I plan to keep contact a zero at the hearing and try to be business like directing my questions , documentaation and responses to the court. I am going w/o a lawyer so I hope I don't po the judge.
On a brighter note DS 28 his GF, Br. niece 5 and friend came out and played Sat. First time for me really out on the water. Br and niece fished for a while. The rest of us went swimming and took turns ramming around on the pwc.
Br left N 6 with us for a while while we went swimming. We made a game with her pushing myself and DS off the boat. DS played like a little kid with her. Actually both of us did. At one point N said in a really stern voice DS you need to stand here. I said right here. DS said no. N pasued for a second and all we heard was "douche". All 3 of us were in the water and DS asked what did you say. She repeated the stand right here part and we looked at each other and qietly said did we really hear what she said? So we spent the rest of the afternoon throwing this out to each other or lipping it when we knew N would not see or hear. Had a lot of good belly laughs out of it.
Cooked on the grill and ice cream. Both are my favorite food groups. The whole day was pretty laid back and playful. I don't remember any type of conflicts or real problems with anyone.

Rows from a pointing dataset
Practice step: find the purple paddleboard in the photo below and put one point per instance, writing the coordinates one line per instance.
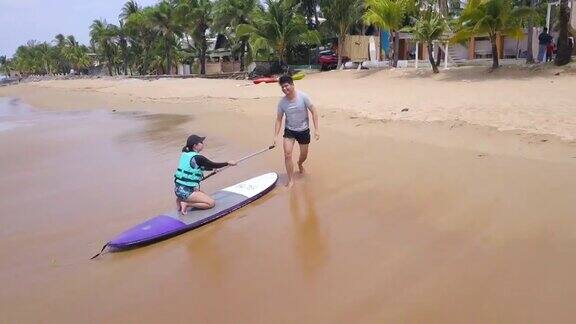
(171, 224)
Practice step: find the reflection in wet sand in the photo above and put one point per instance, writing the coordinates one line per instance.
(310, 240)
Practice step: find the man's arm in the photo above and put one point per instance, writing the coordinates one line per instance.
(315, 121)
(278, 124)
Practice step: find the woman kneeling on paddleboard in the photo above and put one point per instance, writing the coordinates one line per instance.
(189, 174)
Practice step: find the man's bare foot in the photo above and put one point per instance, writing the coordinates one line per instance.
(183, 208)
(301, 168)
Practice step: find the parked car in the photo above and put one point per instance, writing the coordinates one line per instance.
(329, 60)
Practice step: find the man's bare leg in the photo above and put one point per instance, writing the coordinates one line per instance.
(288, 147)
(302, 158)
(198, 199)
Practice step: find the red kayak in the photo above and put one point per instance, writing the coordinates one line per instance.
(265, 80)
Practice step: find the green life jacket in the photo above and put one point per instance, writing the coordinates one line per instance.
(186, 174)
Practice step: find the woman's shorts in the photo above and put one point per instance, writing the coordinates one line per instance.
(302, 137)
(183, 192)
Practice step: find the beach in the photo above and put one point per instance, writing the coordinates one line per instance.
(438, 199)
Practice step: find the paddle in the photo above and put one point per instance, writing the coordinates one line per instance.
(240, 160)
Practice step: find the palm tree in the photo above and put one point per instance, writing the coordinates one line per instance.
(388, 14)
(564, 53)
(310, 11)
(529, 52)
(196, 17)
(101, 36)
(340, 15)
(130, 7)
(492, 17)
(230, 14)
(5, 64)
(427, 29)
(163, 21)
(275, 27)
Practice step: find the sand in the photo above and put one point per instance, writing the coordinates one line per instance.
(457, 210)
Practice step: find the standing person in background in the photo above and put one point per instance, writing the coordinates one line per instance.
(295, 106)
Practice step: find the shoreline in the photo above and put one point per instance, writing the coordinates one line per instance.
(439, 220)
(539, 103)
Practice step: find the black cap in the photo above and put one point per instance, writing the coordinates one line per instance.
(194, 139)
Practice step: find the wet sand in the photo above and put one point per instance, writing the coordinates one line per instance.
(395, 222)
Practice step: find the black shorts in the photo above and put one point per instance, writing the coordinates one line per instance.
(302, 137)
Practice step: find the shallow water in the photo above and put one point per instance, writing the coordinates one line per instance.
(399, 232)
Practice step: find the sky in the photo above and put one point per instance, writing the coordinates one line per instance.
(41, 20)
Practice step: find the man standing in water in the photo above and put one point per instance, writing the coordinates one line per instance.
(295, 106)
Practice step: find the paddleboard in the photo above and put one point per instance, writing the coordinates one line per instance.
(298, 76)
(171, 224)
(265, 80)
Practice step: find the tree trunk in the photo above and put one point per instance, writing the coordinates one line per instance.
(203, 55)
(242, 52)
(443, 6)
(431, 58)
(339, 66)
(564, 52)
(110, 64)
(530, 53)
(316, 22)
(396, 48)
(493, 40)
(168, 59)
(439, 55)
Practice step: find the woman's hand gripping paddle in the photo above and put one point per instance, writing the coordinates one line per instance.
(240, 160)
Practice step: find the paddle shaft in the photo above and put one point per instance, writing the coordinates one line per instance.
(240, 160)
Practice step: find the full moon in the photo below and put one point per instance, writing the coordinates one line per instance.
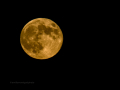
(41, 38)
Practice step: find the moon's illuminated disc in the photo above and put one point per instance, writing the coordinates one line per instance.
(41, 38)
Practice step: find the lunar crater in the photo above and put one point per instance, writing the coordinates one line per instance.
(41, 38)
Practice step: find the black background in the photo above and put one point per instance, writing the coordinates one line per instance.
(81, 54)
(24, 68)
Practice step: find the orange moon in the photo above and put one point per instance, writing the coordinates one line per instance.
(41, 38)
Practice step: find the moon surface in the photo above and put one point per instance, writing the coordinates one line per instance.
(41, 38)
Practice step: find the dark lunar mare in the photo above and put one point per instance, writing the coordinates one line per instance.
(35, 45)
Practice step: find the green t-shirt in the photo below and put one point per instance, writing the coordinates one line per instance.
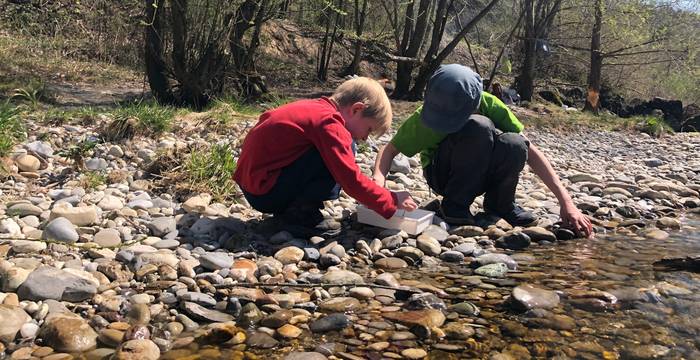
(413, 137)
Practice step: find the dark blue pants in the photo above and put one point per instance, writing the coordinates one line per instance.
(305, 181)
(478, 159)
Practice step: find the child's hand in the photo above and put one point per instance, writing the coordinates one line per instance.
(379, 179)
(405, 201)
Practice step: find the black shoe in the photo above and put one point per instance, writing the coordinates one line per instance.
(516, 216)
(302, 213)
(455, 215)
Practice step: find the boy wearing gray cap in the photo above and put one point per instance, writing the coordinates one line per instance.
(470, 144)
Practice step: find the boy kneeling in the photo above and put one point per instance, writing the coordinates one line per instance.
(301, 154)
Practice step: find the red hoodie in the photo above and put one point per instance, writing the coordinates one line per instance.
(284, 134)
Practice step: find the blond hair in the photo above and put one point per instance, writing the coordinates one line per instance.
(370, 93)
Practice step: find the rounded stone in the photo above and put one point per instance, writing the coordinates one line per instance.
(107, 238)
(60, 229)
(289, 255)
(27, 163)
(529, 297)
(138, 350)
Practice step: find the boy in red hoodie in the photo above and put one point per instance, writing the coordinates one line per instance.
(301, 154)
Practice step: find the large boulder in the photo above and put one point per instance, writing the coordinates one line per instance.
(47, 282)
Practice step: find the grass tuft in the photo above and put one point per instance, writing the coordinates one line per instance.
(152, 117)
(11, 128)
(211, 171)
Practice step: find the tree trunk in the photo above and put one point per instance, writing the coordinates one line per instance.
(359, 20)
(431, 64)
(156, 69)
(593, 96)
(412, 41)
(525, 82)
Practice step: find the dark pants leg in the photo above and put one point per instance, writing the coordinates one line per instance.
(477, 159)
(305, 181)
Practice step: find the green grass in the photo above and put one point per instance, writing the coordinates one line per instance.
(211, 171)
(85, 115)
(11, 127)
(653, 126)
(152, 117)
(92, 179)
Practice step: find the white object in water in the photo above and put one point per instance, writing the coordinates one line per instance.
(412, 222)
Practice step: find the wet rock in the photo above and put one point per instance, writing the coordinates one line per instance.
(341, 277)
(138, 350)
(422, 301)
(250, 315)
(656, 234)
(643, 352)
(13, 317)
(564, 234)
(305, 356)
(514, 241)
(496, 270)
(452, 256)
(391, 263)
(458, 331)
(260, 340)
(466, 248)
(414, 354)
(529, 297)
(68, 333)
(199, 312)
(340, 304)
(60, 229)
(47, 282)
(332, 322)
(429, 318)
(494, 258)
(465, 308)
(537, 233)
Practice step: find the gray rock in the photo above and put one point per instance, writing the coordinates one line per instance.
(260, 340)
(529, 297)
(342, 277)
(48, 282)
(108, 238)
(436, 232)
(215, 261)
(466, 248)
(24, 209)
(332, 322)
(493, 258)
(452, 256)
(60, 229)
(202, 313)
(40, 148)
(496, 270)
(162, 226)
(199, 298)
(13, 317)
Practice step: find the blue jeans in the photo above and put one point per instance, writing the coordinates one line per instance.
(305, 181)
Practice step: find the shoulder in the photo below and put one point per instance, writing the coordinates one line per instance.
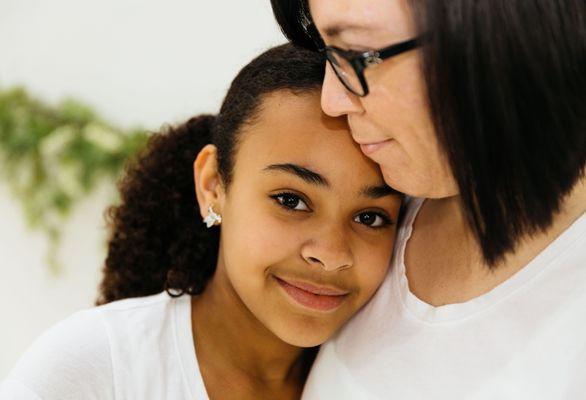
(70, 360)
(77, 357)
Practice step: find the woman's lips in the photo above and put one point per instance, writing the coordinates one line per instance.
(317, 298)
(369, 148)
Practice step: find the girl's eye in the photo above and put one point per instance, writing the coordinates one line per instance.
(291, 201)
(372, 219)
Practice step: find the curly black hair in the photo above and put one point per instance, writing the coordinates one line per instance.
(157, 239)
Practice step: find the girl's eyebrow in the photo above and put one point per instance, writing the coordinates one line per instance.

COMPLETE THE FOLLOWING:
1 - Please list every abbreviation or shortened word that appears in the day-on-the-water post.
2 - Resume the day-on-the-water post, starting after its last sentence.

ANSWERS PROVIDED:
1 - w/o, po, DS, GF, Br, Sat., pwc, N

2 -
DS has had a real problem with coming out here to the resort in the past. Almost every time he has come out WW and him get into a fight about something in the past. Be it money or bad memory. Somehow its brought up and the tone changes instantly. Then its time to go home.
Yes there were some hurts in the past. I would rather have a R with DS than be right or try to resolve hurts from the past that really can't be resolved unless we change history. These are not issues today. He apologized and changed his ways quite a while ago. I placed some boudaries and I know should they will come up again my choices will be different than they were in the past. Isn't that how it is supposed to be?
It was nice to part ways with every one wanting to come back another day and do even more.
They all left too early though. Other committments.
Took L/S out for a ride for and hour or so. This put me home at dusk. No loons tonight since the fireworks were started when I got back. Watched some off the dock for a little while. DD had to work until 10pm so we watched a couple. She made plans with friends to go to a grad party.
Felt alone for a short time. Always as long as I remember WW and I would go to fireworks somewhere. Bring a blanket and snug up together and swat mosquitos.
In my current situation that feeling didn't last long. I wrote it off as a good memory. I have a lot of those. Not that I would trade back into our relationship or any relationship othe than just friends right now.
Is it possible I went through the stages of grieving while still m'd and into D? Is that possible? My Br has suggested this before.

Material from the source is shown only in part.